### REQUESTS
1. Set down a stretch of the thread on commits word for word: begin at the words that have "Yeah, well, that's" and stop after "this in a team.".
2. In one to three sentences, explain why the writer in the thread on commits finds conventional commits helpful for deciding what makes an atomic change.
3. According to the thread on commits, for what kind of work are large PRs especially unavoidable?

-- Begin PASSAGE --

Hacker News new | ask | show | jobs
by imiric 637 days ago
> The PR is the thing that gets signed-off on, and the thing that goes through the CI build/tests, so why wouldn't that be the thing kept as an atomic unit?

Because it often isn't. I don't know about your experience, but in all the teams I've worked in throughout my career the discipline to keep PRs atomic is almost never maintained, and sometimes just doesn't make sense. Sometimes you start working on a change, but spot an issue that is either too trivial to go through the PR/review process, or closely related to the work you started but worthy of a separate commit. Other times large PRs are unavoidable, especially for refactorings, where you want to propose a larger change but the history of the progress is valuable.

I find conventional commits helpful when deciding what makes an atomic change. By forcing a commit to be of a single type (feature, fix, refactor, etc.) it's easier to determine what belongs together and what not. But a PR can contain different commit types with related changes, and squashing them all when merging doesn't make the PR itself atomic.

> I don't think I've ever cared about the context for a specific commit within a PR once the PR has been merged. What kind of information do you expect to get out of it?

Oh, plenty. For one, when looking at `git blame` to determine why a change was made, I hope to find this information in the commit message. This is what commit messages are for anyway. If all commits have this information, following the history of a set of changes becomes much easier. This is helpful not just during code reviews, but after the merge as well, for any new members of the team trying to understand the codebase, or even the author themself in the future.

2 comments

> I find conventional commits helpful when deciding what makes an atomic change.

I already know if I’m doing a fix, a refactor, a “chore” etc. Conventional commits just happen to be the ugliest way you can express those “types” in what looks like English.

Yeah, well, that's just, like... your opinion, man.

But I've worked with many, many developers who don't strictly separate commits by type this way. I myself am tempted to do a fix in the same commit as a refactor many times. Conventional commits simply suggest, well, a convention for how to make this separation cleaner and more explicit, so that the intent can be communicated better within a team. I've found this helpful as a guide for making atomic changes. Whether or not you write your commit messages in a certain way is beside the point. But let me know if you come up with a prettier way to communicate this in a team.

The prettier way is English.
> Because it often isn't. I don't know about your experience, but in all the teams I've worked in throughout my career the discipline to keep PRs atomic is almost never maintained, and sometimes just doesn't make sense. Sometimes you start working on a change, but spot an issue that is either too trivial to go through the PR/review process, or closely related to the work you started but worthy of a separate commit. Other times large PRs are unavoidable, especially for refactorings, where you want to propose a larger change but the history of the progress is valuable.

-- End PASSAGE --
-- Begin MATERIAL SUPPLIED --

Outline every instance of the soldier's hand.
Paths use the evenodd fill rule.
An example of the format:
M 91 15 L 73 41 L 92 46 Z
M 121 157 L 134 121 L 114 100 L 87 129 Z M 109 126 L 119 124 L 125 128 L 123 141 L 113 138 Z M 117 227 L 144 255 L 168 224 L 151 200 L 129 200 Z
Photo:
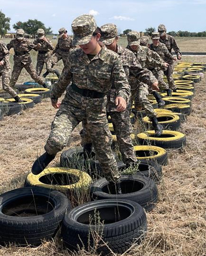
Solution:
M 170 65 L 170 64 L 168 64 L 168 63 L 167 63 L 167 62 L 164 63 L 164 67 L 168 67 L 169 65 Z
M 117 106 L 117 111 L 123 112 L 126 109 L 127 103 L 125 100 L 122 97 L 117 97 L 115 99 L 115 105 Z
M 61 105 L 61 102 L 58 100 L 57 100 L 57 102 L 56 103 L 52 103 L 52 105 L 53 107 L 54 107 L 55 108 L 59 108 L 59 107 Z
M 158 83 L 157 81 L 156 82 L 154 82 L 152 85 L 152 90 L 155 90 L 157 92 L 159 92 L 160 90 L 160 88 L 158 86 Z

-- End MATERIAL SUPPLIED --

### RESULTS BY TASK
1.
Yeah, well, that's just, like... your opinion, man.

But I've worked with many, many developers who don't strictly separate commits by type this way. I myself am tempted to do a fix in the same commit as a refactor many times. Conventional commits simply suggest, well, a convention for how to make this separation cleaner and more explicit, so that the intent can be communicated better within a team. I've found this helpful as a guide for making atomic changes. Whether or not you write your commit messages in a certain way is beside the point. But let me know if you come up with a prettier way to communicate this in a team.

2. Conventional commits force each commit to be of a single type, such as a feature, fix or refactor. That makes it easier to determine which changes belong together and which don't.

3. Refactorings.